→ 設問の指示
以下の研究報告によれば、既存の光アフィニティー法では、機能部位ペプチドの配列解析に至るまでに通例どれだけのタンパク質が必要とされるか答えよ。

2009 Fiscal Year Annual Research Report
光アフィニティーキャプチャーによるナノモルタンパク質の機能部位解析法開発
Project/Area Number |
20390032
|
Research Institution | University of Toyama |
Principal Investigator |
畑中 保丸 University of Toyama, 医学薬学研究部(薬学), 教授 (30111181)
|
Co-Investigator(Kenkyū-buntansha) |
友廣 岳則 富山大学, 医学薬学研究部(薬学), 准教授 (70357581)
|
Keywords | 光アフィニティー / 光プローブ / 膜タンパク質 / 機能部位 / 構造解析 |
Research Abstract |
タンパク質の構造、とりわけその機能部位の構造解明は創薬・生命科学の進展に欠くことが出来ない。このため、結晶構造解析やNMR構造解析の手法が発展し、これらを支えるタンパク質発現技術も大きく進歩してきた(例えばNature Methods,5,135-146)。しかし一方で、これらの解析に必要な「結晶化」や「安定性」の条件を満たせず、未利用のまま放置される発現完了タンパク質も数多い。本研究では、これらのタンパク質解析へ有効な手段を提供するため、光アフィニティー法に注目し、その効率法開発を目的に検討した。既存の光アフィニティー法は、機能部位ペプチドの配列解析に至るまでには、マイクロモル量の多量タンパク質を必要とするのが通例である。本研究ではこの点の改良に焦点を絞り、膜タンパク質等の発現量の実際的上限とされるナノモル量タンパク質の機能部位解析のための方法確立を課題として設定した。平成20年度は微量ペプチドを効率よく扱える固相技術の開拓に取り組み、金膜基盤上での直接質量分析に新知見を得たが、平成21年度はタンパク質レベルでの効率法開拓に取り組み、光アフィニティーラベル後の混合試料から目的のラベルタンパク質のみを迅速に取り出し、ラベル体が濃縮された解析用ペプチド試料を調整する効率法の開拓に成功した。ビオチンタグを含むアシルスルホンアミド型光プローブは目的タンパク質の特異的ラベル化とつり上げに有効であり、アビジン上に濃縮捕捉したラベルタンパクのみを、プローブ中のアシルスルホンアミドの切断能を利用して再遊離させることで、その酵素消化物からラベルペプチドの候補を容易に同定できる新技術を開拓した(論文発表済)。この方法で、実際にナノから数十ナノモルレベルのタンパク質を効率よく扱うことが可能であり、本課題の目的であるナノモルタンパク質の機部位解析に有用な方法論を確立するうえで重要な知見を得た。

[保存データ]
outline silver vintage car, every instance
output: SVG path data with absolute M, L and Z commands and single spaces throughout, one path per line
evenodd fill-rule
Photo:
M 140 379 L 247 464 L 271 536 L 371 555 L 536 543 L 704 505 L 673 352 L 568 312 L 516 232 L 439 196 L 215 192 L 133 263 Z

→ 解答
マイクロモル量の多量タンパク質。